# RECORD SET:
↓

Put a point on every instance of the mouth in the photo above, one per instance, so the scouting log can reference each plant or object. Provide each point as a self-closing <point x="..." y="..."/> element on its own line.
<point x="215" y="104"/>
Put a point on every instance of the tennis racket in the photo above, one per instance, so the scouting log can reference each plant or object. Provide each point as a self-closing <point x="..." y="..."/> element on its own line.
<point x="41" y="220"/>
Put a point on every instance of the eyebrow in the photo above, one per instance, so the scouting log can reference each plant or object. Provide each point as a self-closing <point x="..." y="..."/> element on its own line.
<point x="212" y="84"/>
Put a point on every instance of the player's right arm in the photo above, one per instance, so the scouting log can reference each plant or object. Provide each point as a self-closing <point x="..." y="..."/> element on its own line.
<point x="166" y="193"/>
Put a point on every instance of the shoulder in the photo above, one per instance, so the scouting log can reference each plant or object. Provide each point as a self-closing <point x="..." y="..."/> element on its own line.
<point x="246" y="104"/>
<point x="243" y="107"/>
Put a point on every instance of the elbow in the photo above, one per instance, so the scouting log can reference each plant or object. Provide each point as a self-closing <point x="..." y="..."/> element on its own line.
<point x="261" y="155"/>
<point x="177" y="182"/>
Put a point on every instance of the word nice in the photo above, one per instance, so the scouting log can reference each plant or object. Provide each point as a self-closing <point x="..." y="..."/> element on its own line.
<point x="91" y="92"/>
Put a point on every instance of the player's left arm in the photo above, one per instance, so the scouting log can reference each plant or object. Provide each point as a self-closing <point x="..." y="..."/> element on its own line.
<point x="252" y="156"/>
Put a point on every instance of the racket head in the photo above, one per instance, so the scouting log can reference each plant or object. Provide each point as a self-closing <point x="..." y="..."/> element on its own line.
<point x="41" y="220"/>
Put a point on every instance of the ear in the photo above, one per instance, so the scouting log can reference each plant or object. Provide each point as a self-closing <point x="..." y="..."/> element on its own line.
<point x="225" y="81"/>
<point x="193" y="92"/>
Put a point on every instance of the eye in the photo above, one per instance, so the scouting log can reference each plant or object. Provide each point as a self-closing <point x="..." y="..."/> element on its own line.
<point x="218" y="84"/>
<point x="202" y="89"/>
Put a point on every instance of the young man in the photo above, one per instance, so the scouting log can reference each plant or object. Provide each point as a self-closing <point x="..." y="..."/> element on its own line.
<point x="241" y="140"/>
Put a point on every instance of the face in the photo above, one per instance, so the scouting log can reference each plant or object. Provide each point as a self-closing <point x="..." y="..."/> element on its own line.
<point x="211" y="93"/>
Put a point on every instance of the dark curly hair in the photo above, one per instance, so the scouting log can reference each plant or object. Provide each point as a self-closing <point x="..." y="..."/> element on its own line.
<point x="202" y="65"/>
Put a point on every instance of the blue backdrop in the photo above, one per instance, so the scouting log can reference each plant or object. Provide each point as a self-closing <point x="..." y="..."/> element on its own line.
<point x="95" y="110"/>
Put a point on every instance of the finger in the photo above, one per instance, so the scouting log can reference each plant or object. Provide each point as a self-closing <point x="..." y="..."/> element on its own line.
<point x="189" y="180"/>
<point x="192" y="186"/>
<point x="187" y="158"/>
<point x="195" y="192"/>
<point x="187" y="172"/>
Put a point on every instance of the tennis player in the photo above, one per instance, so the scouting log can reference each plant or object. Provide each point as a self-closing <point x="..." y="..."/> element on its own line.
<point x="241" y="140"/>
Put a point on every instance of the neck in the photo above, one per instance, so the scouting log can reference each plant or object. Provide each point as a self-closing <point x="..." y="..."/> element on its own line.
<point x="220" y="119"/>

↑

# EXERCISE DIRECTIONS:
Print the data above again, line for line, without changing a single character.

# OUTPUT FOR THIS TASK:
Put a point on every instance of the mouth in the photo above, one per instance, so the scouting log can reference each plant or object. Provide each point as a self-closing <point x="..." y="..."/> element on its own line.
<point x="215" y="104"/>
Put a point on every instance of the tennis racket in the photo above, one per instance, so the scouting log can reference each plant or object. Provide each point as a self-closing <point x="..." y="..."/> element on its own line.
<point x="41" y="220"/>
Put a point on every instance of the eyebrow in the photo above, one per instance, so the scouting log can reference each plant or object. Provide each point as a self-closing <point x="..." y="..."/> element on its own line.
<point x="212" y="84"/>
Put a point on every instance of the player's right arm in the photo above, one per instance, so the scouting log can reference each plant or object. Provide each point as a self-closing <point x="..." y="..."/> element on its own line.
<point x="166" y="193"/>
Put a point on every instance of the shoulder in the photo above, one per instance, so the scouting log can reference each plant or object. Provide each point as a self-closing <point x="..." y="..."/> element on its own line.
<point x="246" y="104"/>
<point x="243" y="107"/>
Put a point on every instance of the elbow in the photo above, one per instance, so the scouting log can reference each plant or object. Provide each point as a self-closing <point x="..." y="..."/> element on its own line.
<point x="261" y="155"/>
<point x="177" y="182"/>
Put a point on every instance of the word nice in the photo above, one per instance, so the scouting log can reference each plant or object. Provide each point as a self-closing <point x="..." y="..."/> element on its own line.
<point x="91" y="92"/>
Put a point on every instance of the player's left arm in the photo above, one per instance, so the scouting log can reference each plant or object. Provide each point as a self-closing <point x="..." y="..."/> element on its own line.
<point x="252" y="156"/>
Put a point on every instance of the racket head in the photo above, one per instance, so the scouting log can reference each plant or object. Provide each point as a self-closing <point x="..." y="..."/> element on its own line.
<point x="41" y="220"/>
Put a point on every instance of the ear in the photo above, one per instance, so the scouting log can reference each plant or object. Provide each point as a self-closing <point x="..." y="..."/> element on its own line.
<point x="225" y="81"/>
<point x="193" y="92"/>
Put a point on every instance of the eye in the photo above, one per instance, so the scouting log can reference each plant or object. Provide each point as a self-closing <point x="..." y="..."/> element on its own line.
<point x="218" y="84"/>
<point x="202" y="89"/>
Put a point on every instance of the young man in the photo above, one per instance, so the scouting log can reference each plant or object. Provide each point as a self-closing <point x="..." y="..."/> element on its own line.
<point x="241" y="140"/>
Put a point on every instance of the face in the photo above, one per instance, so the scouting log can reference each plant or object. Provide each point as a self-closing <point x="..." y="..."/> element on its own line.
<point x="211" y="93"/>
Put a point on every instance of the dark curly hair in the photo above, one per instance, so the scouting log can reference each plant or object. Provide each point as a self-closing <point x="..." y="..."/> element on its own line.
<point x="202" y="65"/>
Put a point on every instance of the blue backdrop in the photo above, one per instance, so the scouting log can reference each plant or object. Provide each point as a self-closing <point x="..." y="..."/> element on its own line.
<point x="95" y="110"/>
Put a point on every instance of the finger in the photo above, one per instance, so the scouting log can reference each plant or object. Provide each point as a self-closing <point x="..." y="..."/> element on its own line.
<point x="189" y="180"/>
<point x="192" y="186"/>
<point x="187" y="158"/>
<point x="195" y="192"/>
<point x="187" y="172"/>
Put a point on every instance of the tennis player in the photo above, one per instance, so the scouting log can reference each plant or object. Provide each point as a self-closing <point x="..." y="..."/> element on its own line.
<point x="241" y="140"/>
Put a point on every instance of the neck in the photo above, one per instance, so the scouting log can reference each plant or object. Provide each point as a self-closing <point x="..." y="..."/> element on its own line.
<point x="220" y="119"/>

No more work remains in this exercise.